Task prompt: Each line below should be restated word for word.
_ _ _ _
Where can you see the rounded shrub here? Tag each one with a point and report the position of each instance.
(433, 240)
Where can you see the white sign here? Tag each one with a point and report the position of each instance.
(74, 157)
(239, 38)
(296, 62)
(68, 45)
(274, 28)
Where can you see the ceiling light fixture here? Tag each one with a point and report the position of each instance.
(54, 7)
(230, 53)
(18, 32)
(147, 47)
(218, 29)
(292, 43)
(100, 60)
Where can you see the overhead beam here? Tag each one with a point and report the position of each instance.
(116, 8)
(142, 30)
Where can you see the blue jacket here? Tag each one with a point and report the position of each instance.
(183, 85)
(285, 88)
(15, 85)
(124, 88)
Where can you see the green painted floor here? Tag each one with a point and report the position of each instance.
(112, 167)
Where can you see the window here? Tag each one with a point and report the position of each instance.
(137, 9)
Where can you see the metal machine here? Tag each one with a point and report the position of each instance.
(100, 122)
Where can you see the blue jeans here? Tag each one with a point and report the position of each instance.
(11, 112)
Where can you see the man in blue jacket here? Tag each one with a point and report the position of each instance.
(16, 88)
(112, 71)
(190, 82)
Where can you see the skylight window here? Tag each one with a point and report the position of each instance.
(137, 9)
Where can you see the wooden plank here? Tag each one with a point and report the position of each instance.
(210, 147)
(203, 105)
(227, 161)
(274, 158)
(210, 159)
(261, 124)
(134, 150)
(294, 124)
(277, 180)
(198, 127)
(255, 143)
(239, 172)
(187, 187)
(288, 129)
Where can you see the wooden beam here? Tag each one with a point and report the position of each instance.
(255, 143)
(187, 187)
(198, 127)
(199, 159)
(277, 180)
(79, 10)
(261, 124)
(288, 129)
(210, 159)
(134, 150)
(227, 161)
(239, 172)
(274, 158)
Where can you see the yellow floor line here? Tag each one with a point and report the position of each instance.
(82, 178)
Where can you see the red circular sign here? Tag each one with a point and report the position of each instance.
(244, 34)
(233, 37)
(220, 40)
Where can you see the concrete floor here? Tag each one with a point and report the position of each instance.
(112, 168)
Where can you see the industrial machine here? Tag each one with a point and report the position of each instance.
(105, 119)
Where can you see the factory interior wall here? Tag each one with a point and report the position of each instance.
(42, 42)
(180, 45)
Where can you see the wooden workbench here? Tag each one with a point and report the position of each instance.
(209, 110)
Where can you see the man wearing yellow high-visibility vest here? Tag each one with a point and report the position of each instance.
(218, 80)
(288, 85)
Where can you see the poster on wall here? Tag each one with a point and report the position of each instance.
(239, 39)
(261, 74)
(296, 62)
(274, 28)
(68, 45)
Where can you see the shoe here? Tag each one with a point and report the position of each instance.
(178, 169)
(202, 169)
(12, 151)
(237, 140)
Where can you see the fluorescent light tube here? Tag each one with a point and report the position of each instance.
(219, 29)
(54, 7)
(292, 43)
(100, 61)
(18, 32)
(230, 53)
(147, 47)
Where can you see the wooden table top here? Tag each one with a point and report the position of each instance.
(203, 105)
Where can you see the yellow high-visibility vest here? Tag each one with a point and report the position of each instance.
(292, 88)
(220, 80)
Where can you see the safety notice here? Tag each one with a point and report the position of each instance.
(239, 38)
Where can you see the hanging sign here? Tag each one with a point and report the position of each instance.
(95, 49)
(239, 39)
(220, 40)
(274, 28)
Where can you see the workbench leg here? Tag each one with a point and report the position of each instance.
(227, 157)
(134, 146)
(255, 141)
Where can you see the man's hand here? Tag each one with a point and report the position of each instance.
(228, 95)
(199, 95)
_ _ _ _
Solution for this problem:
Where can you see the rounded shrub here? Tag each one with a point and report the position of each instance.
(433, 240)
Where can you see the white sign here? Tag each one with a point and report the position of each instance.
(74, 157)
(239, 38)
(296, 62)
(68, 45)
(274, 28)
Where can you see the ceiling light fixture here? Tag each one with a point and report the position of each instance.
(54, 7)
(230, 53)
(18, 32)
(147, 47)
(218, 29)
(292, 43)
(100, 60)
Where can you see the overhead beam here? Tag each one with a point and report the position of each instance.
(116, 8)
(142, 30)
Where can you see the blue jacket here? Tag each one with a point and report the position of each instance.
(183, 85)
(285, 88)
(15, 85)
(124, 88)
Where can you see the green painted floor here? Tag each one with a point and report the position of each instance.
(112, 167)
Where can you see the window here? Tag each one with a point and report the position of each instance.
(137, 9)
Where can you see the metal machine here? Tag each one with a point and report the position of each instance.
(100, 122)
Where can you see the blue jeans here? Tag each one with a point and report the position of each instance.
(11, 112)
Where can you see the man in blue jacket here? Tag each one with a point and report the position of each instance.
(16, 88)
(112, 71)
(190, 82)
Where can you see the skylight window here? Tag each one with a point and report the position of each instance.
(137, 9)
Where can you see the wooden plank here? Tag each one with a point and report the position of each instance.
(210, 147)
(203, 105)
(227, 161)
(274, 158)
(210, 159)
(261, 124)
(134, 150)
(294, 124)
(277, 180)
(198, 127)
(255, 143)
(239, 172)
(187, 187)
(288, 129)
Where can you see the wooden beam here? Tag each one with a point and report the position of each instance.
(255, 143)
(187, 187)
(198, 127)
(199, 159)
(277, 180)
(79, 10)
(261, 124)
(288, 129)
(210, 159)
(134, 150)
(227, 161)
(239, 172)
(274, 158)
Where can you see the yellow floor line here? Tag each one with a point and report the position of each instance.
(82, 178)
Where can you see the red circular sign here? Tag each one with a point and report the position of each instance.
(244, 34)
(233, 37)
(220, 40)
Where can you see the concrete floor here? Tag each one with a point and report the position of each instance.
(112, 168)
Where can you see the industrial machine here? Tag each one with a point and report the position of each instance.
(105, 119)
Where can you see the factory interior wall here? Tag each one with a point and report the position of each instance.
(42, 42)
(180, 45)
Where can you see the wooden workbench here? Tag each one with a point and report the position of each instance.
(209, 110)
Where can you see the man wearing yellow high-visibility vest here? Tag each one with a point and report the position of each instance.
(218, 80)
(288, 85)
Where can you see the poster on wall here? Tag each one with a point and report the position of each instance.
(239, 39)
(261, 74)
(296, 62)
(274, 28)
(68, 45)
Where can you see the shoe here? Tag each one with a point and report the position of each instance.
(178, 169)
(202, 169)
(12, 151)
(237, 140)
Where can you see the fluorescent light tube here? Tag each one with a point and report the position of each instance.
(219, 29)
(54, 7)
(292, 43)
(100, 61)
(18, 32)
(230, 53)
(147, 47)
Where can you see the wooden table top here? Tag each one with a point and report the position of each instance.
(203, 105)
Where can you see the yellow high-visibility vest here? Tag each one with a point and report the position of each instance.
(292, 88)
(220, 80)
Where can you see the safety notice here? Tag each one with a point and report the position of each instance.
(239, 38)
Where can you see the hanging sign here? Tag each one with a point and report the position of each instance.
(95, 49)
(239, 39)
(220, 40)
(274, 28)
Where can you see the workbench leg here? Tag each one with a point and report the position of each instance.
(227, 157)
(134, 146)
(255, 141)
Where can you see the man's hand here? Tag each one with a point and report the position of each instance.
(228, 95)
(199, 95)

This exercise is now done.